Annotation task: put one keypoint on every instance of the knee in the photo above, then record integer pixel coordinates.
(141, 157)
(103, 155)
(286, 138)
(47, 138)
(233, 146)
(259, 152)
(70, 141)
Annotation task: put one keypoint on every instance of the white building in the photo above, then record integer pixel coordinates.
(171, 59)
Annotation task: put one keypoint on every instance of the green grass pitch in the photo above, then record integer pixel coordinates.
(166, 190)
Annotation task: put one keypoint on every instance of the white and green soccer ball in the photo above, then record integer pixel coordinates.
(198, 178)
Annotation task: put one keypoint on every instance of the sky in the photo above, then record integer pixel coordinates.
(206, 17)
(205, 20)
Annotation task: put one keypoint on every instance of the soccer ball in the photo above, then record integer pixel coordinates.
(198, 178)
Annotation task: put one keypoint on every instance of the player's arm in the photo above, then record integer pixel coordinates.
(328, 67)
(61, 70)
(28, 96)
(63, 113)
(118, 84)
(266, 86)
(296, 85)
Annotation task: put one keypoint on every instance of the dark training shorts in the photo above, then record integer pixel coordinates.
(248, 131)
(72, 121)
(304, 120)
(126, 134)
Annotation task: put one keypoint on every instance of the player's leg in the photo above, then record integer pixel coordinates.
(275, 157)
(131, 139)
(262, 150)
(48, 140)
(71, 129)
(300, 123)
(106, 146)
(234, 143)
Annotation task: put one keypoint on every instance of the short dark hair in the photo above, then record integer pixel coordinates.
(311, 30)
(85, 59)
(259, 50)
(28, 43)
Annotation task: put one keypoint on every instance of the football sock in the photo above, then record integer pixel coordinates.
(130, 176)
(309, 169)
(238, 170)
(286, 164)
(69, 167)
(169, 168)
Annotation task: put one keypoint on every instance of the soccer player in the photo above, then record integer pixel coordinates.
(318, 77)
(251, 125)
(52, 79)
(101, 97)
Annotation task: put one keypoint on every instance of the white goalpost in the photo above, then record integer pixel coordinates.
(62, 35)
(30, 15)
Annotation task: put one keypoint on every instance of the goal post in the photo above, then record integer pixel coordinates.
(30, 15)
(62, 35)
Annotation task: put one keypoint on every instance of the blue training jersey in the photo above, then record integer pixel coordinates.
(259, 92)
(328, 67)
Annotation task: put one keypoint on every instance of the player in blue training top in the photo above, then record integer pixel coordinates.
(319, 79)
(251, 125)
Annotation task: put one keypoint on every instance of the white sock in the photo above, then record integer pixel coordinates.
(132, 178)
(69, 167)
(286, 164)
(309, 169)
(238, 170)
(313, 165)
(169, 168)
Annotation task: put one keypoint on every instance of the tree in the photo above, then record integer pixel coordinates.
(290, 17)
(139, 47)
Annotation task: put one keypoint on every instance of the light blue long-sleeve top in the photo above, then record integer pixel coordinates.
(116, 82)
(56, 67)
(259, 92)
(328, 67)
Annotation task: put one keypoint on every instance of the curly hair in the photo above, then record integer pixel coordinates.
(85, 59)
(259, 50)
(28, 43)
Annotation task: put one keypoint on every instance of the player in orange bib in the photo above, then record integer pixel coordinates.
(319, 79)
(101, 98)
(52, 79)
_____
Goal of the exercise: Every line from the one that holds "Annotation task: put one keypoint on every instance of the curly" to the end of the data above should be given again exactly, with that line and the last one both kept.

Exercise answer:
Annotation task: put one keypoint on every instance of the curly hair in the photo above, then record integer pixel coordinates.
(85, 59)
(259, 50)
(28, 43)
Annotation task: put one keypoint on every instance of the player in orange bib in the photo above, then record integer pixel coordinates.
(319, 79)
(101, 98)
(52, 79)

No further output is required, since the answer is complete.